Aim. Write out the entries from the line with "For this dataset, tag each instance of the person" up to and including the line with "[[161, 67], [210, 133], [113, 66], [268, 84]]", replacing "yellow" with "orange" and leaving everything else unchanged.

Records from a point labeling set.
******************************

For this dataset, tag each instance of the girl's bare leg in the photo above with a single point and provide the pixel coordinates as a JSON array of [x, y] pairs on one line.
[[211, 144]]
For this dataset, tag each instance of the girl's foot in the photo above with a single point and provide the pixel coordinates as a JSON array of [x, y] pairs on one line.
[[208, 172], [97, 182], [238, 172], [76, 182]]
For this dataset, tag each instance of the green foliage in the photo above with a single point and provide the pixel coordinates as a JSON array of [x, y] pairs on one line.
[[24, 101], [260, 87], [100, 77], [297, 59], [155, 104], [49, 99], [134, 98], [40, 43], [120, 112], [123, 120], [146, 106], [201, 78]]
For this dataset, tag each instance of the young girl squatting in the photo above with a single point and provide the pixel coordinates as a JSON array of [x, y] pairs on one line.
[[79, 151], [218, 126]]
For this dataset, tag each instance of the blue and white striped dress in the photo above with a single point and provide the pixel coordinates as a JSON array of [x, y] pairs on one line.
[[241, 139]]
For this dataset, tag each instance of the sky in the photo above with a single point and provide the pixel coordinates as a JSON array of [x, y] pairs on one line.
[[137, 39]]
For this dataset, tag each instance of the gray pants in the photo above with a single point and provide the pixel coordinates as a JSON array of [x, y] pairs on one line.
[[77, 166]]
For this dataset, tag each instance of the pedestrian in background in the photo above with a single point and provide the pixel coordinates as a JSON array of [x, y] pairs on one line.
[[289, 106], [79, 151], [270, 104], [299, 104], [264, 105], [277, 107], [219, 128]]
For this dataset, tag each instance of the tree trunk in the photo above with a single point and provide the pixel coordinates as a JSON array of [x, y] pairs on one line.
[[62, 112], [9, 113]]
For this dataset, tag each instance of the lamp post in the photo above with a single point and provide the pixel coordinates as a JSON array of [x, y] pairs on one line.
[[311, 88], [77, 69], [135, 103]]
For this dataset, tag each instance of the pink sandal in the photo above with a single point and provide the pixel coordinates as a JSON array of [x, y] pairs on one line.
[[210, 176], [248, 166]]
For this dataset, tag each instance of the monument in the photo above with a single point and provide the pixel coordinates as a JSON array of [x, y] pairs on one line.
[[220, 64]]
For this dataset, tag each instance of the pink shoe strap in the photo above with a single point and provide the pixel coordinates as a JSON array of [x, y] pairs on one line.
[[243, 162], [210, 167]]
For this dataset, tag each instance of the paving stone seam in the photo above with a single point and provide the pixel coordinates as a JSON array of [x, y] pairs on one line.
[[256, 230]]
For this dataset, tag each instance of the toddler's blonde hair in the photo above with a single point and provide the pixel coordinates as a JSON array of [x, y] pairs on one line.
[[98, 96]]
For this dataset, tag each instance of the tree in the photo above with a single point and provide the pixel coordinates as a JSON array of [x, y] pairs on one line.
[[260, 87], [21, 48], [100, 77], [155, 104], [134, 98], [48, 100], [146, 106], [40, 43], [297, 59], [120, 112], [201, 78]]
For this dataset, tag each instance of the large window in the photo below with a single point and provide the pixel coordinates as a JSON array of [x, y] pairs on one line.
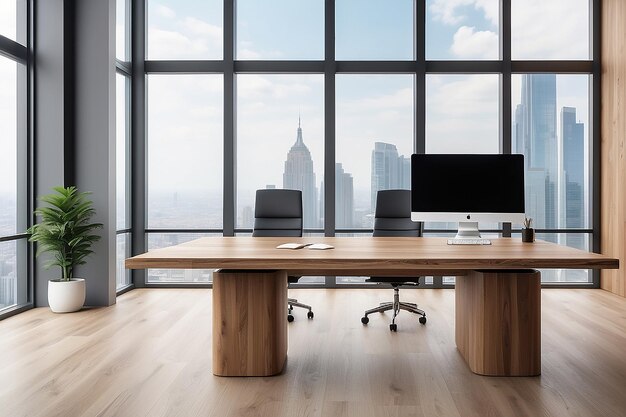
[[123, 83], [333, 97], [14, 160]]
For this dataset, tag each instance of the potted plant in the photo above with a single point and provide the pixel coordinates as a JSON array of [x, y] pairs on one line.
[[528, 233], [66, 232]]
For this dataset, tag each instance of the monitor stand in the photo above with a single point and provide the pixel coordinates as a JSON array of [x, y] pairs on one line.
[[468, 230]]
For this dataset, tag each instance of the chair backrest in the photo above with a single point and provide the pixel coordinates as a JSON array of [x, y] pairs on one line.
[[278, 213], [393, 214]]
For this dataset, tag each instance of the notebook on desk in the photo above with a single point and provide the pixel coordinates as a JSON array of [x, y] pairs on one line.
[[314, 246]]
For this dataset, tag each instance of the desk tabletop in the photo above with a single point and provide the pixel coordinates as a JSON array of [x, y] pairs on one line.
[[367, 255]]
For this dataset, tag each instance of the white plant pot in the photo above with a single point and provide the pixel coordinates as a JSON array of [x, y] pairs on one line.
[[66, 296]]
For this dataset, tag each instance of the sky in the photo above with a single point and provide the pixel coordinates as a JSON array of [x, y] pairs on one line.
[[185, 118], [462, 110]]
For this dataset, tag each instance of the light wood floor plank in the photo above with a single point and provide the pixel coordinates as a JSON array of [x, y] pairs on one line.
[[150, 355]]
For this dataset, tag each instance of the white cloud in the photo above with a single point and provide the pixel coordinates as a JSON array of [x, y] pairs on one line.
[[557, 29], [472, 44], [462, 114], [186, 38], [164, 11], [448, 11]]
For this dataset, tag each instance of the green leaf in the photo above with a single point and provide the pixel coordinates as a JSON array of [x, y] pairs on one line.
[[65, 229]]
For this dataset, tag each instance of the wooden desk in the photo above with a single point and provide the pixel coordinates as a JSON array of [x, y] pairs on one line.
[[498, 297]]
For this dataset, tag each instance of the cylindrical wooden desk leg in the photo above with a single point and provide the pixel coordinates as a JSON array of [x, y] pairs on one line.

******************************

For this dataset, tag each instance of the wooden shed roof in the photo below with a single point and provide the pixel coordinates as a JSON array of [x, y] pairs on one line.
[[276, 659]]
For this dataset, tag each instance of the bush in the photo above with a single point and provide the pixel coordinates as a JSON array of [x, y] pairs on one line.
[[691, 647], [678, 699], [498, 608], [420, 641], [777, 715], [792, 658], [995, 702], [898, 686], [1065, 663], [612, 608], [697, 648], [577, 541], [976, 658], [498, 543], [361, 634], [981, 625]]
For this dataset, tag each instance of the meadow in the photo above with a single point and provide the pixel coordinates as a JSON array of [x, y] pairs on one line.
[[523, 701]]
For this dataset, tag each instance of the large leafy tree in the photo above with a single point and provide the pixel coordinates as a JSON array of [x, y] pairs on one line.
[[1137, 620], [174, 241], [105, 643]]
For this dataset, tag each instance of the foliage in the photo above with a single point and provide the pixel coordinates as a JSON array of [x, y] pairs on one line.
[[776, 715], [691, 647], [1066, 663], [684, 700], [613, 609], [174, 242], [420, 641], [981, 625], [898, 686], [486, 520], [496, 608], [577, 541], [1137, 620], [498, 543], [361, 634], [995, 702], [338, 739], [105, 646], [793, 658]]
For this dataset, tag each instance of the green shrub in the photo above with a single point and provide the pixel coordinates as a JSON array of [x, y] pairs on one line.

******************************

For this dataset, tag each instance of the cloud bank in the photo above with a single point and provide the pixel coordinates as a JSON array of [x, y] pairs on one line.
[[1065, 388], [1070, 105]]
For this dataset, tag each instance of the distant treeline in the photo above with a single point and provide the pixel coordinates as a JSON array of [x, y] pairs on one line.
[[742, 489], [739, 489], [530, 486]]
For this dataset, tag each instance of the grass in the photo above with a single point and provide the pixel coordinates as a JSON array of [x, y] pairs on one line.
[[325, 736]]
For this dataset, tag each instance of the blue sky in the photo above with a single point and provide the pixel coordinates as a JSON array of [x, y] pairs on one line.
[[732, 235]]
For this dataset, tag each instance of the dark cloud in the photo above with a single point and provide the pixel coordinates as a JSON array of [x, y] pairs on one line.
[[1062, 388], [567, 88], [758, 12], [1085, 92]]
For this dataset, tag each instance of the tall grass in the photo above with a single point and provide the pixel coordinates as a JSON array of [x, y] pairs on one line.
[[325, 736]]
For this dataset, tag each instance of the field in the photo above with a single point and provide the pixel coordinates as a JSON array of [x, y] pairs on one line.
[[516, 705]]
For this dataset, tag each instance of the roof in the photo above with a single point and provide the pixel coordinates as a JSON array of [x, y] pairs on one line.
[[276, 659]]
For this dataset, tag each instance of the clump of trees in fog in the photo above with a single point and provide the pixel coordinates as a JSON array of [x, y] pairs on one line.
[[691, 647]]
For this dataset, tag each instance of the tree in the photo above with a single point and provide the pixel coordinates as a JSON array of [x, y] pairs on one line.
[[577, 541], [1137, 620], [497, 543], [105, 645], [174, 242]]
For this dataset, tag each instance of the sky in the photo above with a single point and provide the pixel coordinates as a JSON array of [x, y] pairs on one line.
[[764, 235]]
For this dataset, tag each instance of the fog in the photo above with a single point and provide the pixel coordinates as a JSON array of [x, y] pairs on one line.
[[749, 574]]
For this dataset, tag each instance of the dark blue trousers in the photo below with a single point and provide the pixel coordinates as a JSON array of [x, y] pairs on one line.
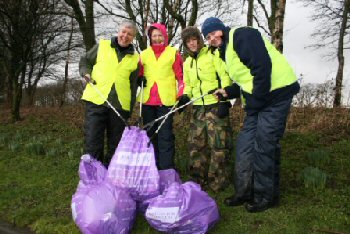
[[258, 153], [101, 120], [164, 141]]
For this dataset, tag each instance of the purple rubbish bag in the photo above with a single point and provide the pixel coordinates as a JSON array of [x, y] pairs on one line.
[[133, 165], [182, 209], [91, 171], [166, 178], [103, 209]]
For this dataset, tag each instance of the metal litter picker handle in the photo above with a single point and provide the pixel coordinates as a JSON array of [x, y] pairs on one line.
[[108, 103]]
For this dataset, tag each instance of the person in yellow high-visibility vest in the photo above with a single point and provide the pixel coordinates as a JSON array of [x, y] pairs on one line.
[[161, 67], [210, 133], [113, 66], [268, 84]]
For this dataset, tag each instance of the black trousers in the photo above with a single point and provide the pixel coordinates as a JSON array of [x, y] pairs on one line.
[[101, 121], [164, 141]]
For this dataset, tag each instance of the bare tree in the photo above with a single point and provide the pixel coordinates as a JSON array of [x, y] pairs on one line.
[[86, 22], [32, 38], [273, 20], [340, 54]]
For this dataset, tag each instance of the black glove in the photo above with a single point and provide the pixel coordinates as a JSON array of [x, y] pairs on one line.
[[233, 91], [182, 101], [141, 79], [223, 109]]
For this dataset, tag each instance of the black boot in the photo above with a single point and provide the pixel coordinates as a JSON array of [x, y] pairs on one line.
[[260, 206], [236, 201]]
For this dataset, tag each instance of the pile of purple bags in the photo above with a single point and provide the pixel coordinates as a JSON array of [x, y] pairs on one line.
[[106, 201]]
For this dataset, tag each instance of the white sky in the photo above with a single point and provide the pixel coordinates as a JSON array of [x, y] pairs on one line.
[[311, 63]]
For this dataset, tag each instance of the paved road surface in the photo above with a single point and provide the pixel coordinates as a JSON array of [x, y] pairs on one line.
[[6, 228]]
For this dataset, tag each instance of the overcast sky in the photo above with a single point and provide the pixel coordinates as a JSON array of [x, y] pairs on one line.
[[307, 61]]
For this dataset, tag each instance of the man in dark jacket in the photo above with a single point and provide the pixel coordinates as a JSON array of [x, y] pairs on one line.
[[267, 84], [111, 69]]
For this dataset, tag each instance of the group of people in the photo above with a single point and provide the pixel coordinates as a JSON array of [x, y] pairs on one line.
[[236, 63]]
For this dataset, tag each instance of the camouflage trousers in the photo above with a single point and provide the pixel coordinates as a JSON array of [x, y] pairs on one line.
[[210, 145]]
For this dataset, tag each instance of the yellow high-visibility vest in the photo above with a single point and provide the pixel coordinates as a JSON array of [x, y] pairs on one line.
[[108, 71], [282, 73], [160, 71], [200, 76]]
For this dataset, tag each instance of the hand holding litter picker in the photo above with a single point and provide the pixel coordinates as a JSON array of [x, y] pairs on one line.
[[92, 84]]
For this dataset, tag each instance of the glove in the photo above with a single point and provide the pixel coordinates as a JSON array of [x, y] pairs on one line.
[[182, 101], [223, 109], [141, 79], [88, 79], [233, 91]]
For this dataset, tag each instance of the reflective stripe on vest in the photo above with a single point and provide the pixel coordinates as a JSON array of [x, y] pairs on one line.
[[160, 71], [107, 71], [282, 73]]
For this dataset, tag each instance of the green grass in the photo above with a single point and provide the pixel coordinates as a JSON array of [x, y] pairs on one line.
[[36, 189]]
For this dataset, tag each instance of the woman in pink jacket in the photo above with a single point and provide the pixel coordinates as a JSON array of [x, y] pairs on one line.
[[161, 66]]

******************************

Solution below.
For this dataset, tag each instance of the person in orange high-visibility vest in the photo above with a single point and provide the pixel coordinates as a JSON array of [x, y] pairs on one line.
[[161, 67], [210, 133], [113, 66], [268, 84]]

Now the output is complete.